> **TASK TO CARRY OUT**
Print every entry again exactly, with no pictures.

:::::

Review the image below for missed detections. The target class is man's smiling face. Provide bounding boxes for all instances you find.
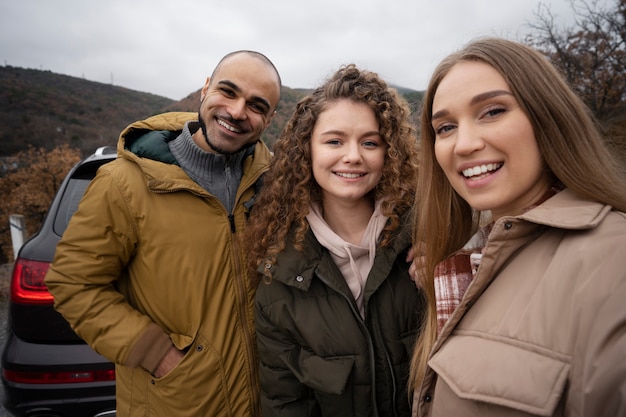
[196,53,280,155]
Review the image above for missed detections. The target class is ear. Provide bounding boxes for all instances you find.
[265,110,277,128]
[200,77,211,101]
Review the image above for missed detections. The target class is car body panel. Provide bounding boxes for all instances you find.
[2,146,118,417]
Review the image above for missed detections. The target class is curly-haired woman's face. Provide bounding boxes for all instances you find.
[310,99,385,207]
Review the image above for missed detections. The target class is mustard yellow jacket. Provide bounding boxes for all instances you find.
[45,112,271,417]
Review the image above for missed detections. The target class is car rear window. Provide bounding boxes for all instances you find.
[53,178,92,236]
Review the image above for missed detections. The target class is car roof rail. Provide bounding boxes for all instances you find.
[94,146,117,156]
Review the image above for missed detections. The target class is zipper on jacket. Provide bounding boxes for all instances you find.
[229,207,262,416]
[225,162,233,214]
[317,271,380,417]
[228,214,236,233]
[225,160,238,233]
[369,306,398,416]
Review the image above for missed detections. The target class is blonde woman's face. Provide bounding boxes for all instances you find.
[310,99,385,207]
[431,61,551,220]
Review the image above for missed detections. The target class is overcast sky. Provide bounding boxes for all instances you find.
[1,0,579,100]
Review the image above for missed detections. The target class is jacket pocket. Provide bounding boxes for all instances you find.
[279,347,355,395]
[149,334,231,415]
[429,333,570,416]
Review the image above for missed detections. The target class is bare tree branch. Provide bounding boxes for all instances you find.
[524,0,625,117]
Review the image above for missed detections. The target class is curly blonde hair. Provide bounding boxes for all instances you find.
[245,64,419,279]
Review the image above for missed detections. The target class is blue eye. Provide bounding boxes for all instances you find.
[363,140,379,148]
[434,124,455,136]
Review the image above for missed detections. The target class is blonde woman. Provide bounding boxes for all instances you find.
[410,37,626,416]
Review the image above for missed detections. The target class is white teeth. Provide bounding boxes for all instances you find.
[336,172,363,179]
[462,163,502,178]
[217,119,241,133]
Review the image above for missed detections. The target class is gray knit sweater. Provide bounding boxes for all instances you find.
[168,121,253,214]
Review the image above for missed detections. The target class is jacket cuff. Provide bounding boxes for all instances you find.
[125,323,172,374]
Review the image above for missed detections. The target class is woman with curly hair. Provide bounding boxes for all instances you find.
[246,64,425,417]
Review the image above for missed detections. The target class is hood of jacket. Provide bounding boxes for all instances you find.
[114,111,269,198]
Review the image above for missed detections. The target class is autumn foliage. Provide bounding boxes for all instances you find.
[0,144,82,261]
[523,0,626,175]
[525,0,625,118]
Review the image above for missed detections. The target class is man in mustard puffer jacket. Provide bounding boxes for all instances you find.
[45,51,281,417]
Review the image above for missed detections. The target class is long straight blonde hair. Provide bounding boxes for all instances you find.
[409,37,626,392]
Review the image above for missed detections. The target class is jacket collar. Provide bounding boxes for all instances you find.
[518,188,612,230]
[116,112,271,197]
[432,188,613,350]
[265,211,412,293]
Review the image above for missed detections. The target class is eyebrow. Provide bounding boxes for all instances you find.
[320,130,381,138]
[432,89,513,121]
[217,80,272,113]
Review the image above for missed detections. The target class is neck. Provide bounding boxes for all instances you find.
[321,198,375,245]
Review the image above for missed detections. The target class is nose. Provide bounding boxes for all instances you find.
[342,142,363,163]
[228,98,248,120]
[454,122,484,155]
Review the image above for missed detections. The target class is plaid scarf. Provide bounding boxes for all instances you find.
[434,182,565,333]
[433,227,490,333]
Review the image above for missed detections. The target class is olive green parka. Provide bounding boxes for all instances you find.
[45,112,271,417]
[255,216,425,417]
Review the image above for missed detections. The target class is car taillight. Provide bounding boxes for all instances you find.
[3,368,115,384]
[11,258,54,305]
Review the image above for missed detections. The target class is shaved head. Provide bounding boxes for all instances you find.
[211,50,282,95]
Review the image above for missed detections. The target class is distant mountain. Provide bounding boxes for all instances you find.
[0,65,423,159]
[0,66,174,157]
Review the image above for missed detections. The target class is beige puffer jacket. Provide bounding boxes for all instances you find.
[414,189,626,417]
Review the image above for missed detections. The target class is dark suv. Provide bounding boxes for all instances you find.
[2,146,117,417]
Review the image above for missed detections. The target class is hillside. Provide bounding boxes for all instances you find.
[0,66,319,159]
[0,67,315,159]
[3,65,625,165]
[0,66,174,157]
[0,66,424,163]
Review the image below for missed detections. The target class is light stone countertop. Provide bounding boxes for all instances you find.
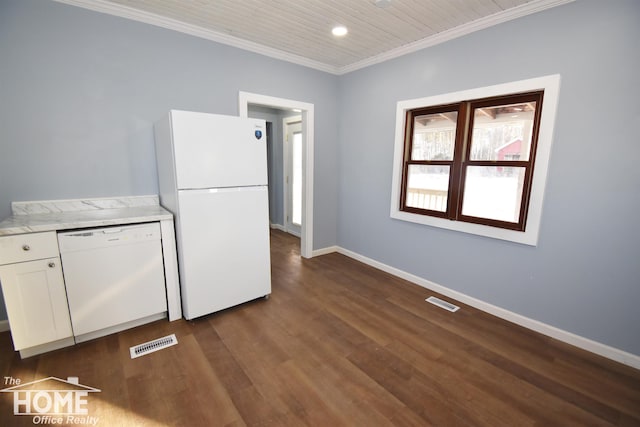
[0,196,174,236]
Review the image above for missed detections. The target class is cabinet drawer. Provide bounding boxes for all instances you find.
[0,232,60,264]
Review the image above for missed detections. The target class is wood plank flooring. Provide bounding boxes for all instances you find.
[1,229,639,426]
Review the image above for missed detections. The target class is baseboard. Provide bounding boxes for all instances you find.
[0,320,9,333]
[270,223,286,232]
[331,246,640,370]
[271,223,302,238]
[312,245,339,257]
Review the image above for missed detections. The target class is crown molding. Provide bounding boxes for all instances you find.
[54,0,574,76]
[338,0,576,74]
[52,0,340,74]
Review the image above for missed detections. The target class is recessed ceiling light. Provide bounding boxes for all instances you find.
[375,0,392,8]
[332,26,348,37]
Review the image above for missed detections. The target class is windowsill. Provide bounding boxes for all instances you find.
[390,209,541,245]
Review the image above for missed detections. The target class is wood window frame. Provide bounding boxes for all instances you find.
[390,75,561,246]
[400,102,465,219]
[460,91,544,231]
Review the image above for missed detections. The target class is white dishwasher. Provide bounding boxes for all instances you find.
[58,222,167,342]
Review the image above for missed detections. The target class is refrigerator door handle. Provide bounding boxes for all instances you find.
[182,186,267,194]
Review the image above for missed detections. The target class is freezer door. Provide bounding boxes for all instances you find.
[170,110,268,189]
[176,187,271,319]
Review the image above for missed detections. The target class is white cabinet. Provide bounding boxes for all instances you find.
[0,232,73,354]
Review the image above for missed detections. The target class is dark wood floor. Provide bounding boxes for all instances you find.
[1,229,639,426]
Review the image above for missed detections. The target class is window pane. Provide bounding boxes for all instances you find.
[412,111,457,161]
[461,166,525,223]
[469,101,536,161]
[405,165,449,212]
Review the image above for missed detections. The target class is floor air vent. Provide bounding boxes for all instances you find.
[130,334,178,359]
[426,296,460,312]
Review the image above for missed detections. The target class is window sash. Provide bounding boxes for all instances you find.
[400,91,544,232]
[402,161,452,217]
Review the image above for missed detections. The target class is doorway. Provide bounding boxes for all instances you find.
[239,92,314,259]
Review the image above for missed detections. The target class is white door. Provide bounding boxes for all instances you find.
[170,110,268,189]
[177,187,272,319]
[0,258,72,350]
[284,117,302,236]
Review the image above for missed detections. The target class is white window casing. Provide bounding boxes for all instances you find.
[390,74,561,246]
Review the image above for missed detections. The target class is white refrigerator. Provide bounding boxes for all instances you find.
[154,110,271,320]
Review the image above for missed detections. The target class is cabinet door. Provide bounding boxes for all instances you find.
[0,257,73,350]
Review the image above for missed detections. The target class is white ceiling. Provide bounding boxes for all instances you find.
[56,0,574,74]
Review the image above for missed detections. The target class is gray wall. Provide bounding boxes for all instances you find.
[337,0,640,355]
[0,0,339,320]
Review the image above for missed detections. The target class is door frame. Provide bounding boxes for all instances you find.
[239,92,314,259]
[283,115,302,237]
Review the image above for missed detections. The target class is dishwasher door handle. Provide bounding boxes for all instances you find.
[102,228,124,234]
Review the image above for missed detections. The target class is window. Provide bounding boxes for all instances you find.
[390,75,561,245]
[402,91,543,231]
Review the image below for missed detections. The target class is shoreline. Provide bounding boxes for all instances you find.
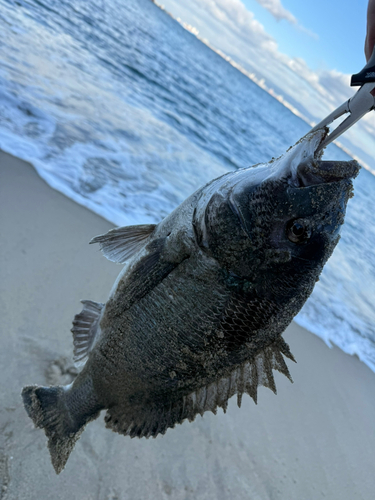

:::::

> **RESPONSE BELOW**
Review the image below for missed detections. The target class is man's smiling face. Provide bounding boxes for all instances you find.
[196,53,280,155]
Review the image above for missed detections. The target class is ear. Provide bounding boxes for all instances you find.
[265,110,277,128]
[200,77,211,101]
Review the image above for missed detections. The target class is car body panel. Provide bounding boxes for all instances you find.
[2,146,118,417]
Review the image above for missed detections. The target class is curly-haired woman's face. Provide bounding boxes for all instances you find.
[310,99,385,207]
Review the image above for missed detections. The target class is mustard yellow jacket. Provide bounding boxes for all instances you find.
[45,112,271,417]
Review the image above for missed detections. The target class is car rear window. Provide bounding boxes for all instances you find.
[53,178,92,236]
Review the image above for missed detections. The target class is car roof rail. Provide bounding boxes for all instances you find.
[94,146,117,156]
Review the image above for missed detections. The target class is zipper on jacket. Provide bounding boxes for all instances you find.
[229,207,262,416]
[225,162,233,214]
[317,271,380,417]
[228,214,236,233]
[225,160,238,233]
[369,306,398,416]
Review the image above for missed detections. The target class is blonde woman's face. Provide bounding boxes for all instances you find.
[310,99,385,207]
[431,61,551,220]
Review the image above for missed detections. The target class is overcast sky. Provide bounding boxes for all instances you find.
[1,0,579,100]
Review the image above for missed detections. The target class is jacket pocket. Provide bounding boxes for all instances you find.
[279,347,355,395]
[149,334,231,415]
[429,333,570,416]
Review the image above for missed detections. The target class is bare tree branch. Provide bounding boxes for all instances you find.
[524,0,625,117]
Review the image above for missed detections. The target class is curly blonde hair. Provide bounding boxes for all instances you find.
[245,64,419,279]
Review the image above for missed detections. The target class is blue eye. Provide bounding boxes for all instances you find.
[363,140,379,148]
[434,124,455,136]
Review the image above for missed detections. The target class is blonde woman. Provide bounding boxes for all instances you find.
[410,37,626,416]
Review the image above for missed detections. The target class is white teeth. Provide bounding boxes for all instances you find.
[336,172,363,179]
[462,163,502,178]
[217,119,241,133]
Review the image above for missed detections. The target class is gray knit sweater. Provide bounding boxes for all instances you find.
[168,121,253,214]
Review the image above for missed detections. The target class is jacket cuff. Provide bounding boxes for all instances you find.
[125,323,172,374]
Review the image above for missed detections. The target class is woman with curly hair. Provide bounding boxes for all instances you find.
[246,64,425,417]
Review the image above for missed detections. The target class is hood of jacket. Provide bounding boxes for all instances you find.
[114,111,269,198]
Review the image above for missed detections. The target class is autumn foliage. Provide bounding boxes for all instances you find.
[0,144,82,261]
[523,0,626,175]
[525,0,625,118]
Review the image above for missed detections. The target class is man in mustard puffer jacket. Provide bounding boxes for all instances you find.
[45,51,281,417]
Review the image above for missed detections. The target class is long straight blonde hair. Provide bounding boxes for all instances you find.
[409,37,626,392]
Review the image above for missed detections. The target class is jacket collar. Provide bounding boxes for all instances you find.
[518,188,612,230]
[116,112,271,197]
[432,188,613,350]
[265,211,412,293]
Review the image above for missed detections. The target class is eyebrow. Provide bounding boxes for all instances you find.
[320,130,381,138]
[432,89,513,121]
[217,80,272,113]
Review the image above for missed detections. The target class is neck. Provide bounding boxes for all instances you find.
[321,198,375,245]
Review the image above for missed detections. The target class is nose. Provide bounding boxes for all instances you find.
[342,142,363,163]
[228,98,248,120]
[454,122,484,155]
Review the image above for missed detections. The target class is plaid scarf. Provide bounding boxes for all instances you find.
[434,182,565,333]
[433,227,490,333]
Review the image above for missed detections. The target class is olive green parka. Provide bounding boxes for all instances you find.
[45,112,271,417]
[255,216,425,417]
Review the image above for missed detections. The target class is car taillight. Provide bounding boxes for all instances you find.
[3,368,115,384]
[11,258,54,305]
Review the image above for missed detections. The target class is shaved head. Provide bounding boxes for all instances you find.
[211,50,282,95]
Review the image above for missed detections. The target class is distant mountain. Provide bounding boxes for all instances you find.
[0,65,423,159]
[0,66,174,157]
Review the image above for missed detections. The target class is beige puffer jacket. Provide bounding boxes for all instances you find.
[414,189,626,417]
Review the image above for missed detections. The target class is dark suv. Provide bounding boxes for all instances you find.
[2,146,117,417]
Review the image above for missed detections. The target class is hillside. Provide bounding boxes for all instances you find.
[0,66,319,159]
[0,67,315,159]
[3,65,625,165]
[0,66,174,157]
[0,66,424,163]
Review the image below for missed detections. The target class is light stone countertop. Provide bounding boxes for all instances you find.
[0,196,174,236]
Review the image above for missed detections. The target class is cabinet drawer. Provide bounding boxes for all instances you find.
[0,232,60,264]
Review the image above for missed detections. The target class is wood plank flooring. Provide bounding boxes for all instances you find.
[1,229,639,426]
Review the image above for missed detections. The target class is baseboard. Provide bounding boxes for all instances you find.
[0,320,9,333]
[270,223,286,232]
[331,246,640,370]
[271,223,302,238]
[312,245,339,257]
Review the image above for missed detections. The target class is crown molding. Provide bounding boxes for all instances you find.
[54,0,574,76]
[338,0,576,74]
[52,0,340,74]
Review the image above for missed detections. The target class is recessed ceiling light. Provide bounding boxes for all instances you find.
[375,0,392,8]
[332,26,348,37]
Review the image above for missed detections. The target class is windowsill. Provide bounding boxes for all instances you find.
[390,209,541,245]
Review the image above for missed detections. The target class is wood window frame. Provide bounding boxes for all instances you find.
[390,75,561,246]
[400,102,465,219]
[460,91,544,231]
Review the image above for missed detections. The target class is white dishwasher. Provide bounding boxes for all instances you find.
[58,222,167,342]
Review the image above for missed detections. The target class is refrigerator door handle. Provide bounding boxes for all instances you find.
[182,186,267,194]
Review the image above for missed detections. The target class is freezer door. Provide bounding boxes for all instances you find.
[170,110,268,189]
[176,187,271,319]
Review the image above for missed detections. The target class is white cabinet. Provide bounding boxes for all instances you find.
[0,232,73,354]
Review the image above for missed detections. The target class is dark wood floor. Provide bounding boxes for all instances you find.
[1,229,639,426]
Review the image above for missed detections. The target class is window pane. Provide bounding boxes for all instances you find.
[412,111,457,161]
[461,166,525,223]
[469,101,536,161]
[405,165,449,212]
Review the image above for missed detections. The target class is floor air vent. Provide bounding boxes for all instances you find.
[130,334,178,359]
[426,296,460,312]
Review the image above for missed detections. The target class is window sash. Provide bounding boxes for all instances you find.
[400,91,544,232]
[402,161,452,217]
Review the image above for missed detections. The target class is doorway. Provide bounding boxes for all instances you find.
[239,92,314,259]
Review the image above for missed detections. The target class is white door. Provide bounding boxes for all instances you find.
[170,110,268,189]
[177,187,272,319]
[0,258,72,350]
[284,117,302,236]
Review the image above for missed detections. The target class is white window casing. Provide bounding boxes for all instances you find.
[390,74,561,246]
Review the image above for missed detections. The target class is white refrigerator. Provide bounding boxes for all instances you find.
[154,110,271,320]
Review the image above for missed detections. The target class is cabinet door. Provide bounding boxes for all instances you find.
[0,257,73,350]
Review the image above for missed detections. The target class is white ceiling. Provide bounding boxes for all instances you find.
[56,0,574,74]
Review the image above for missed detections. The target class is gray wall. Provide bounding boxes for all instances you find.
[337,0,640,355]
[0,0,339,320]
Review the image above for missed detections. The target class is door frame. Provide bounding boxes for all instances you find.
[239,92,314,259]
[283,115,302,237]
Review the image above for missed detections. The target class is dishwasher door handle. Provide bounding boxes for all instances you find.
[102,228,124,234]
Review the image above for missed detections. The target class is window. Provide bounding boxes for all instances you find.
[390,75,561,245]
[402,91,543,231]
Review the image below for missed detections. The target class is shoreline. Provide bounding boxes for all instances you find.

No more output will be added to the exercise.